-------- RECORDED INFORMATION --------
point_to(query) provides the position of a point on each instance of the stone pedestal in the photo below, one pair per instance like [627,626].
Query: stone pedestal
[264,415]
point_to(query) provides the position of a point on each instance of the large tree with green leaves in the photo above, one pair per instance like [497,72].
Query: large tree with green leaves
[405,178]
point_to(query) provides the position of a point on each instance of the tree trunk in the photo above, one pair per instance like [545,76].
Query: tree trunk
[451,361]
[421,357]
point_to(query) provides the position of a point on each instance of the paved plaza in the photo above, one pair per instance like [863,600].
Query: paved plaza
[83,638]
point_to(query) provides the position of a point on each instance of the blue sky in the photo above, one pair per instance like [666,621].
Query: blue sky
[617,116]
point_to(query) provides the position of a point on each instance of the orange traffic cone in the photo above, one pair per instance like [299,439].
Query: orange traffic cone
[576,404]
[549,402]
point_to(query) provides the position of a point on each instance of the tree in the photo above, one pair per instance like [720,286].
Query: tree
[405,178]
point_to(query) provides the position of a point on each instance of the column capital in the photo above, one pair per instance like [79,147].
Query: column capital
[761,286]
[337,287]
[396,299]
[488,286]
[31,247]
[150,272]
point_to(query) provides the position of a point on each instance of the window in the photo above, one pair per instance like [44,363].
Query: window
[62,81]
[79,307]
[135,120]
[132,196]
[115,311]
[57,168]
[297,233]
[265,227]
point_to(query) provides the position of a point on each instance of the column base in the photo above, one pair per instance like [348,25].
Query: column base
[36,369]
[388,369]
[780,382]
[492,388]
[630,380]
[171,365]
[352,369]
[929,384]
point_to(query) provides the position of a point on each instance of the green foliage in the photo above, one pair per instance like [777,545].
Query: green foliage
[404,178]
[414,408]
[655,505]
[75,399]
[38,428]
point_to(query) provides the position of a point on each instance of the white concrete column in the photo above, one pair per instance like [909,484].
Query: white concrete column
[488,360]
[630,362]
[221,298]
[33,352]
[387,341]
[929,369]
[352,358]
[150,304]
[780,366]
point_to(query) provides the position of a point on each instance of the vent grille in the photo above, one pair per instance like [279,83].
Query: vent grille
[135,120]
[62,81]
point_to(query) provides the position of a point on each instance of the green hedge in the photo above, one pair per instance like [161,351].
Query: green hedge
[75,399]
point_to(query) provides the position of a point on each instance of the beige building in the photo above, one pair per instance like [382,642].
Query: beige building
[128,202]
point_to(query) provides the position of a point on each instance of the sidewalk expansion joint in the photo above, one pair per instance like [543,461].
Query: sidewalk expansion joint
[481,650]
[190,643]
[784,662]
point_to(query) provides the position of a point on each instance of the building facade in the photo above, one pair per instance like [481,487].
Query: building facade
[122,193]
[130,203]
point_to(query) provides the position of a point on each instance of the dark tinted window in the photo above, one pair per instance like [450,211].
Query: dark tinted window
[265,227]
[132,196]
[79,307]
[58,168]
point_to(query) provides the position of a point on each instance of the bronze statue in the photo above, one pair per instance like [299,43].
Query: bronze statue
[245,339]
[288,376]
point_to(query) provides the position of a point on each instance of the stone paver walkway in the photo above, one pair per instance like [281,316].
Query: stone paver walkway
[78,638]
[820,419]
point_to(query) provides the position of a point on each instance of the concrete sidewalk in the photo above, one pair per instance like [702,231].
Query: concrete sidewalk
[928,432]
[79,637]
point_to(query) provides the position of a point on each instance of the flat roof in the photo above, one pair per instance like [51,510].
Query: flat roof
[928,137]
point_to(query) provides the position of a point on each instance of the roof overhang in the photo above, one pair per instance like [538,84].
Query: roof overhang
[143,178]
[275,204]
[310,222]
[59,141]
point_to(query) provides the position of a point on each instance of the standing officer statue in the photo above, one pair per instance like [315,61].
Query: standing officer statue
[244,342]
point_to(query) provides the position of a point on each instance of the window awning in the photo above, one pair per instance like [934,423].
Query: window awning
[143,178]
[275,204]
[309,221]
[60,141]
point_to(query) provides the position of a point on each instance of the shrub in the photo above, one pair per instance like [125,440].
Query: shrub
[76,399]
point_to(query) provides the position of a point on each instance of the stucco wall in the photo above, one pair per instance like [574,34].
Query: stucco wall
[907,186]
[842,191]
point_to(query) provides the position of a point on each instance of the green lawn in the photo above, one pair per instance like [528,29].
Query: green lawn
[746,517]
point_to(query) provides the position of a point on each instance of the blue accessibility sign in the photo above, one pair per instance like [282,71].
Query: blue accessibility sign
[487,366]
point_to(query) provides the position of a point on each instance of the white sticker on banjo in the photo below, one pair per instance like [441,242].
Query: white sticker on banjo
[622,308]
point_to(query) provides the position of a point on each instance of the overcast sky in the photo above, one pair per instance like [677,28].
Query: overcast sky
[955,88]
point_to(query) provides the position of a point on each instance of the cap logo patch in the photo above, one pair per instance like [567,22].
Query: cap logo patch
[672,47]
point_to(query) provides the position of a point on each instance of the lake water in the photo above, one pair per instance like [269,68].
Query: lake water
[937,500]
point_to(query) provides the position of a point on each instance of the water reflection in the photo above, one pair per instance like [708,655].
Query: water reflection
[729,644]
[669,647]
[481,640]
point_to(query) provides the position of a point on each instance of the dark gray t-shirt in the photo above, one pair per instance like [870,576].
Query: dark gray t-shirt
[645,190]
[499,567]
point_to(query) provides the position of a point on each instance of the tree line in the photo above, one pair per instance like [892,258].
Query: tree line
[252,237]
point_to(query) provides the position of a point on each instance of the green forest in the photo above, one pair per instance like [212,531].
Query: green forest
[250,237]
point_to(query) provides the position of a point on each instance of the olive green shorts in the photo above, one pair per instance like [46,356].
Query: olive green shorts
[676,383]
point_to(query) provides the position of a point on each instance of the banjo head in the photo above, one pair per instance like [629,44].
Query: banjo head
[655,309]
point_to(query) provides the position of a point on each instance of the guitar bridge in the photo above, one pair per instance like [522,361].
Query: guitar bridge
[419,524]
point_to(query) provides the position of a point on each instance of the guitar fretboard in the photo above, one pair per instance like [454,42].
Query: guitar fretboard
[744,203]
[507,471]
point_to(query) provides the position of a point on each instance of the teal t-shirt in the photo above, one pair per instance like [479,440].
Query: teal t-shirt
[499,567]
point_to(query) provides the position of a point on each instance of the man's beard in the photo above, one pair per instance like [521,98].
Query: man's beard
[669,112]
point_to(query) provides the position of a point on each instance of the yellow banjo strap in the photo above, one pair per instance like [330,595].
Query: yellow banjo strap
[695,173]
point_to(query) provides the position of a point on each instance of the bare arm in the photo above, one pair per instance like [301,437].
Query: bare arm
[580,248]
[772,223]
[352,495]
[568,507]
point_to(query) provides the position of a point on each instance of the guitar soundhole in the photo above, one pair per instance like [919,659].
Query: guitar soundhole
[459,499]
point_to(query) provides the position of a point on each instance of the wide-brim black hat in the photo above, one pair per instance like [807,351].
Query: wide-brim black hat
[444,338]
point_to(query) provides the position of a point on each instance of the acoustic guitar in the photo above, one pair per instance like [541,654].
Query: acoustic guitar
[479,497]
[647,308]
--------
THE TASK ▸ Copy the material above verbatim.

SOLUTION TO THE PROBLEM ▸
point_to(query) provides the position of a point on each instance of the stone pedestal in the photo below, one pair per instance like [627,626].
Query: stone pedestal
[264,415]
point_to(query) provides the position of a point on each instance of the large tree with green leaves in the photo above, one pair per instance like [497,72].
Query: large tree with green leaves
[405,178]
point_to(query) provides the position of a point on each instance of the tree trunk in the photo above, one pair per instance like [545,76].
Query: tree trunk
[451,361]
[421,357]
point_to(query) provides the position of a point on each instance of the paved plaza in the photo above, one pair per instance like [863,600].
Query: paved plaza
[83,638]
point_to(query) provides the position of a point on each instance of the blue sky in the photo above, one pair per instance like [666,621].
Query: blue sky
[617,116]
point_to(query) provides the position of a point on each instance of the orange traffic cone in the photo above, one pair per instance like [299,439].
Query: orange traffic cone
[576,404]
[549,402]
point_to(query) provides the position of a point on each instance of the tree in the photo above, one pair per instance like [720,286].
Query: tree
[405,178]
point_to(query) provides the position of a point on each instance of the column capital in the photo above, one pair per instance like [79,147].
Query: column capital
[761,286]
[337,287]
[396,299]
[488,286]
[31,247]
[150,272]
point_to(query) provides the position of a point on each instance of the window in the photo above, one pair per instance like [44,363].
Query: window
[62,81]
[79,307]
[135,120]
[132,196]
[115,311]
[57,168]
[297,233]
[265,227]
point_to(query) provides the position of a point on each instance of the column base in the photo above, one pair per instance like [348,25].
Query: column base
[36,369]
[388,369]
[780,382]
[492,388]
[630,380]
[171,365]
[352,369]
[929,384]
point_to(query) provides the position of a point on each instance of the green foliage in the photo above, one pair per instance like [777,545].
Query: green foliage
[404,178]
[414,408]
[655,505]
[75,399]
[38,428]
point_to(query) provides the position of a point on each instance of the white concrete column in the photo above, one pair per instance like [909,484].
Query: white concrete column
[488,360]
[630,362]
[221,298]
[33,352]
[387,341]
[929,369]
[352,358]
[150,304]
[780,366]
point_to(query) provides the position of a point on each instance of the vent grille in the photo above, one pair per instance like [279,83].
Query: vent grille
[135,120]
[62,81]
point_to(query) provides the position of a point on each instance of the green hedge in the photo above, one pair per instance like [161,351].
Query: green hedge
[75,399]
point_to(query) provides the position of a point on each instance of the beige building in the photo above, one pair per instance like [382,642].
Query: beige building
[128,202]
point_to(query) provides the position of a point on each instance of the sidewalk expansion joint in the photo above, one pair per instance like [543,461].
Query: sidewalk expansion joint
[481,650]
[190,643]
[784,662]
point_to(query) provides the position of a point on each instance of the building facade in the photo above, one pair per instance like [481,487].
Query: building facade
[122,193]
[130,203]
point_to(query) provides the position of a point on each instance of the dark tinted window in the photo above, one pair per instance like [450,211].
Query: dark tinted window
[265,227]
[132,196]
[79,307]
[58,168]
point_to(query) provides the position of a point on each instance of the bronze statue in the photo above, one pair per instance like [299,43].
Query: bronze statue
[245,339]
[288,376]
point_to(query) provides the position of a point on each instance of the stone paver walkway in the photo above, one pair per instance like [281,316].
Query: stone paver walkway
[78,638]
[820,419]
point_to(query) provides the position of a point on each instance of the concrete sidewalk in the photo above, one pair per instance like [702,231].
Query: concrete sidewalk
[928,432]
[79,637]
point_to(query) provides the position of a point on each instance of the flat roof in the photo above, one pair per instance like [51,510].
Query: flat roof
[928,137]
point_to(query) provides the position of a point on each instance of the roof overhang in the photo above, one pair per instance like [538,84].
Query: roof overhang
[143,178]
[275,204]
[310,222]
[59,141]
point_to(query) provides the position of a point on each instance of the standing officer statue in the photo above, one pair per instance like [315,61].
Query: standing officer statue
[244,342]
point_to(query) provides the position of a point on each instance of the window awning in the photo above, one pair per instance like [934,423].
Query: window awning
[143,178]
[275,204]
[309,221]
[60,141]
point_to(query) provides the position of a point on each instance of the shrub in the photo above, one pair per instance like [125,440].
Query: shrub
[76,399]
point_to(query) provides the position of a point on each instance of the stucco wall in the photo above, one pair per instance like [574,34].
Query: stucco wall
[907,186]
[842,191]
point_to(query) provides the position of a point on each instance of the green lawn in the photo above, one pair per instance like [528,29].
Query: green lawn
[746,517]
point_to(query) provides the position of a point on each instance of the blue accessibility sign in the photo above, one pair per instance like [282,71].
Query: blue accessibility sign
[487,366]
point_to(query) provides the position of a point on each instance of the white sticker on banjo in the photo below, one pair per instance like [441,242].
Query: white sticker on banjo
[622,308]
point_to(query) provides the position of a point on each instance of the overcast sky in the photo above, one pair per instance like [677,28].
Query: overcast sky
[955,88]
point_to(query) provides the position of a point on each instance of the cap logo patch in the photo above, one pair per instance like [567,22].
Query: cap logo patch
[672,47]
point_to(query) provides the position of a point on each instance of the lake water in the photo above, one pair per instance like [269,68].
Query: lake water
[937,500]
point_to(query) provides the position of a point on each instance of the water reflection in the photo above, one pair per instance like [708,655].
Query: water reflection
[729,644]
[669,647]
[481,640]
point_to(query) provides the position of a point on each instance of the dark gray t-shirt in the photo above, one pair per instance like [870,576].
Query: dark gray t-shirt
[645,190]
[499,567]
point_to(query) provides the position of a point on each instance of the tree line in the photo above, one pair per instance like [892,258].
Query: tree line
[252,237]
point_to(query) provides the position of a point on each instance of the green forest in the photo above, one pair per instance like [212,531].
Query: green forest
[250,237]
point_to(query) provides the position of a point on each instance of the olive green shorts in the photo above, one pair per instance like [46,356].
Query: olive green shorts
[676,383]
point_to(query) provides the position of a point on each instance of the banjo head in the photo above, one pair per instance like [629,44].
Query: banjo head
[655,309]
point_to(query) provides the position of a point on each instance of the guitar bridge in the photo above, one pair per instance like [522,361].
Query: guitar bridge
[419,524]
point_to(query) provides the position of a point on each instance of the guitar fretboard in the photo above, one pair per instance like [454,42].
Query: guitar fretboard
[744,203]
[507,471]
point_to(query) provides the position of a point on each instance of the teal t-shirt in the photo above, one pair per instance like [479,440].
Query: teal t-shirt
[499,567]
point_to(query) provides the position of a point on each instance of the man's beard in the photo above, one pair per instance like [521,98].
Query: man's beard
[669,112]
point_to(query) provides the position of a point on each instance of the yellow banjo strap in the photo above, one pair per instance like [330,595].
Query: yellow banjo strap
[695,173]
point_to(query) provides the position of a point on each instance of the bare arm in the photo above, one pair per instance like [301,437].
Query: bare arm
[580,248]
[772,223]
[352,495]
[568,507]
point_to(query) provides the position of a point on each instance of the guitar soundhole in the photo above, one pair per instance like [919,659].
Query: guitar soundhole
[459,499]
point_to(query) provides the position of a point on each instance of the wide-brim black hat in the photo above, one pair per instance like [807,351].
Query: wide-brim black hat
[444,338]
point_to(query) provides the position of a point on each instance of the acoustic guitar in the photo above, one pair per instance like [541,654].
Query: acoustic guitar
[479,497]
[647,308]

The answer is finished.